— BEGIN Data in this exercise —

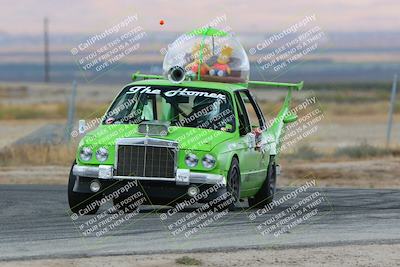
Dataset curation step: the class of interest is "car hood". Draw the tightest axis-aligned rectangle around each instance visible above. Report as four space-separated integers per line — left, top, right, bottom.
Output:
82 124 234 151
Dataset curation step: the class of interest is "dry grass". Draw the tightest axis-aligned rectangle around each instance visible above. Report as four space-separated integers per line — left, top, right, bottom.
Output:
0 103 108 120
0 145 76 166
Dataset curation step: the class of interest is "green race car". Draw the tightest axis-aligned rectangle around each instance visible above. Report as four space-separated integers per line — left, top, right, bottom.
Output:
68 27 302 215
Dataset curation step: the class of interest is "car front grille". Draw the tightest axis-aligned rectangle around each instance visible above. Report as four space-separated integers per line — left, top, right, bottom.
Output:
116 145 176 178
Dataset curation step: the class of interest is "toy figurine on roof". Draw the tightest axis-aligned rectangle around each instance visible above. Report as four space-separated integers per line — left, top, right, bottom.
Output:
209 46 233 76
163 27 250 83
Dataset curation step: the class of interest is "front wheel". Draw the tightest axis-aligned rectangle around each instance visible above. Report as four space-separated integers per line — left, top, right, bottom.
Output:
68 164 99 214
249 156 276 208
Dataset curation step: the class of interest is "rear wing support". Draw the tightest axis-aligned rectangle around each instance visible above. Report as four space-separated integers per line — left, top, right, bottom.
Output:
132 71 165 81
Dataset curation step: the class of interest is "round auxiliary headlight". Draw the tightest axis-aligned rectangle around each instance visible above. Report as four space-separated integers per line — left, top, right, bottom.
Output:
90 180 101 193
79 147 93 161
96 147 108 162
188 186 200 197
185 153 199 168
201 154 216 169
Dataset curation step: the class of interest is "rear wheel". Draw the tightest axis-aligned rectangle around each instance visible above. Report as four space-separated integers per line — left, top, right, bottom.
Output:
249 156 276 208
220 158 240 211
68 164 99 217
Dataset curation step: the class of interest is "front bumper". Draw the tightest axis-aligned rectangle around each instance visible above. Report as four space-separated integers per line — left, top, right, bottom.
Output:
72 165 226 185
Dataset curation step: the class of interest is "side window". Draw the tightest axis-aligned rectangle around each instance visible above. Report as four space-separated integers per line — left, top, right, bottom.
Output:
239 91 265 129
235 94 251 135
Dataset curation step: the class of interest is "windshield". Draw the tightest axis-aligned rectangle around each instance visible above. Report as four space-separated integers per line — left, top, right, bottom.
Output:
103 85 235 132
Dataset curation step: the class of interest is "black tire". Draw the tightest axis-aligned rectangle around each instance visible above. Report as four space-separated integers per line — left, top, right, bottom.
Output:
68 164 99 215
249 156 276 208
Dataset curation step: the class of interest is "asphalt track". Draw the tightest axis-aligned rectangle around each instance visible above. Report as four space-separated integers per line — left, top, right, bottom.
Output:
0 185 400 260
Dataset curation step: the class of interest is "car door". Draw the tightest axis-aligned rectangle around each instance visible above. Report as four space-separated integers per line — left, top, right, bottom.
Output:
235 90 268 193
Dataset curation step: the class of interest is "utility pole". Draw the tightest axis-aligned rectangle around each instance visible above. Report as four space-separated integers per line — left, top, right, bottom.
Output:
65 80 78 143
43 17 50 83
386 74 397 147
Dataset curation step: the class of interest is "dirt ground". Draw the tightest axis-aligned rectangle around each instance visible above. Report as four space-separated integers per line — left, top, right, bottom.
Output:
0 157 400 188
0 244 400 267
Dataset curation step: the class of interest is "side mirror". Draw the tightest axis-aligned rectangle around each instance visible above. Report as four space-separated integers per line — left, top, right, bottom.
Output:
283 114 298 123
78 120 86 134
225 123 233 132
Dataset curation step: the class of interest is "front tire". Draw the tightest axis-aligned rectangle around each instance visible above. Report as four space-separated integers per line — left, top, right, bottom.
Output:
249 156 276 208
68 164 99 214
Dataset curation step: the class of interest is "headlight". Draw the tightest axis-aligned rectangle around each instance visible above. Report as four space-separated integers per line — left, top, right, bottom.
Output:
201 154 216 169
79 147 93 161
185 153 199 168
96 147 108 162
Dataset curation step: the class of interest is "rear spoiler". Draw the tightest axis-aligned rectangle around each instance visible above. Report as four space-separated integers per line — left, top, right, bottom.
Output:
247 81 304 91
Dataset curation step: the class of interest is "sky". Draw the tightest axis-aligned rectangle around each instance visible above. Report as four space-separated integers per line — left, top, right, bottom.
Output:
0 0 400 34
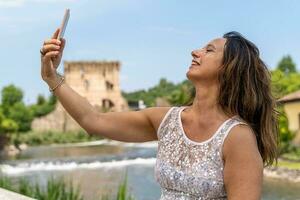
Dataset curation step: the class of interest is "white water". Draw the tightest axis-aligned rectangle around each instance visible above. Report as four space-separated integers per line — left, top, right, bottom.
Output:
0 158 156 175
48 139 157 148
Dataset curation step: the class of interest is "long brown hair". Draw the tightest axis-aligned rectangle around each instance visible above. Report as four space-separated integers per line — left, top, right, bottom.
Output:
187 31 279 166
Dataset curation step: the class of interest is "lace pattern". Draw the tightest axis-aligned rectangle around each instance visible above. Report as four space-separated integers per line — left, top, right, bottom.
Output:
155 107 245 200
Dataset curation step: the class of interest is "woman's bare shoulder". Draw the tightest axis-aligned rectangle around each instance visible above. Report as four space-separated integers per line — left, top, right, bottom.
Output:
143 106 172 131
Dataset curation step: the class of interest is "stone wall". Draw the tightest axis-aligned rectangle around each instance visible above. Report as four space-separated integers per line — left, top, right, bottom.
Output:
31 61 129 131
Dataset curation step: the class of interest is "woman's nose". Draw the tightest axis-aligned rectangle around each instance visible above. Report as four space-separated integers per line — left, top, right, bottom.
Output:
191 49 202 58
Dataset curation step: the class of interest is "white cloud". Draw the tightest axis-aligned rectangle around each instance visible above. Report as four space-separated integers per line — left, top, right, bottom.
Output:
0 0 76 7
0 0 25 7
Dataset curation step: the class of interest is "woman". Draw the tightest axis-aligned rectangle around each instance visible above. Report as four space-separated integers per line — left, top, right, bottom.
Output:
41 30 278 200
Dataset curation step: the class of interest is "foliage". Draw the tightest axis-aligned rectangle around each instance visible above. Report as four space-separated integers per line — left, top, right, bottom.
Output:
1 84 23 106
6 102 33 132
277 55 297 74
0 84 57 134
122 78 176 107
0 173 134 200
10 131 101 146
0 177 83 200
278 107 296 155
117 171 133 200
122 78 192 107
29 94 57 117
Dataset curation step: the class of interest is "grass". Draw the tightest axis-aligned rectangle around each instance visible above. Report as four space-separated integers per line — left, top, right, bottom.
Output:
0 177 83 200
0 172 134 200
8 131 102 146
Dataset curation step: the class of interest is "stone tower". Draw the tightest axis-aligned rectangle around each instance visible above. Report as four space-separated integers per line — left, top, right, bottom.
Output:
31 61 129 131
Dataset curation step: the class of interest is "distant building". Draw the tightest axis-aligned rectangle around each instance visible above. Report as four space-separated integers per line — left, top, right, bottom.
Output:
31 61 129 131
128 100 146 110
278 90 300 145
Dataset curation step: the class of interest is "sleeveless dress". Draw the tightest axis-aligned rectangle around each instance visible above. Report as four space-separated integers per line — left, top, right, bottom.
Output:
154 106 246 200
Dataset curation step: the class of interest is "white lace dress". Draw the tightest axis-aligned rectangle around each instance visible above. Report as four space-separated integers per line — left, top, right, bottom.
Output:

— END Data in this exercise —
— BEGIN Data in this exercise —

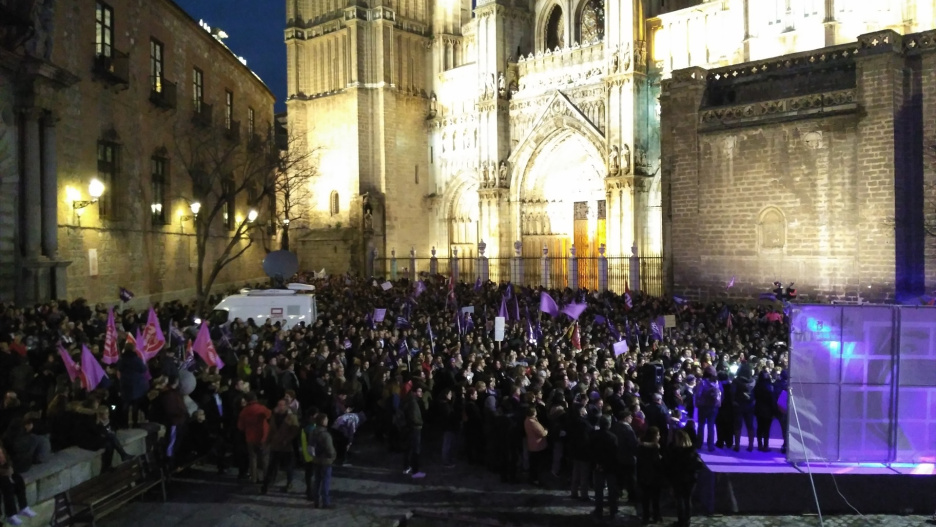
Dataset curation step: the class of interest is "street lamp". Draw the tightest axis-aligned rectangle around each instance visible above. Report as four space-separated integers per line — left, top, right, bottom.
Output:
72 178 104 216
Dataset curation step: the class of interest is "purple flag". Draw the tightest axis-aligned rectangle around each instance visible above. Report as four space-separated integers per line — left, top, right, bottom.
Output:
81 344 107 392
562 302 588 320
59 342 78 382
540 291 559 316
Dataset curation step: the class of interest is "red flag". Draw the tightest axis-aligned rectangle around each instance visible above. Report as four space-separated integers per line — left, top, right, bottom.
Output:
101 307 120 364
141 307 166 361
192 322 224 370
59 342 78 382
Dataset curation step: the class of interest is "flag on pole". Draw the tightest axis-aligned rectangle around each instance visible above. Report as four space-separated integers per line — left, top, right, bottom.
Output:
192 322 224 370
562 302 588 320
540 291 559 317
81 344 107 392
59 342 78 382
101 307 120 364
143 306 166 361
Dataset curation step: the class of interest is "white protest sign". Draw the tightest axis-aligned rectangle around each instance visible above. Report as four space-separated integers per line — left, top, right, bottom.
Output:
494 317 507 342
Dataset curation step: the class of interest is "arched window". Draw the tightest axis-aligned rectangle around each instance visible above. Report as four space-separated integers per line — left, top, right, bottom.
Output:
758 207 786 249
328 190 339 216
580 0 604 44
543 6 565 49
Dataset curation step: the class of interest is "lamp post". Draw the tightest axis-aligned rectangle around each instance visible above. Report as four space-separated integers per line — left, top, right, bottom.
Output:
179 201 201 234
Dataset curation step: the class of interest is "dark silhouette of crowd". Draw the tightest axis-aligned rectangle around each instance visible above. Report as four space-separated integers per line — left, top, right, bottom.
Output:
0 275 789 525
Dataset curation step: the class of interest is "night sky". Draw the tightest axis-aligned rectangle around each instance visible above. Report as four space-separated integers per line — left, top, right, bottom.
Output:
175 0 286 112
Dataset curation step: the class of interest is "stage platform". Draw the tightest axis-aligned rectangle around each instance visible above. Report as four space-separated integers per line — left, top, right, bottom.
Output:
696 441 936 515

— END Data in this exercise —

→ **Exercise description**: Gather every line of the material above that contains the word "side", copying each one in full. Case counts.

→ **Final answer**:
Dataset curation step: the class of interest is "side window". Draw the tightest axis-aligned rectangle around each instance visible above. Report as four space-separated integers per line — left, top, right, bottom.
Dataset curation step: the class of interest is "side mirror". Draw the tightest axis-aligned rectangle around each instance visible above. Report as four space-separated integers per line — left, top, right, bottom.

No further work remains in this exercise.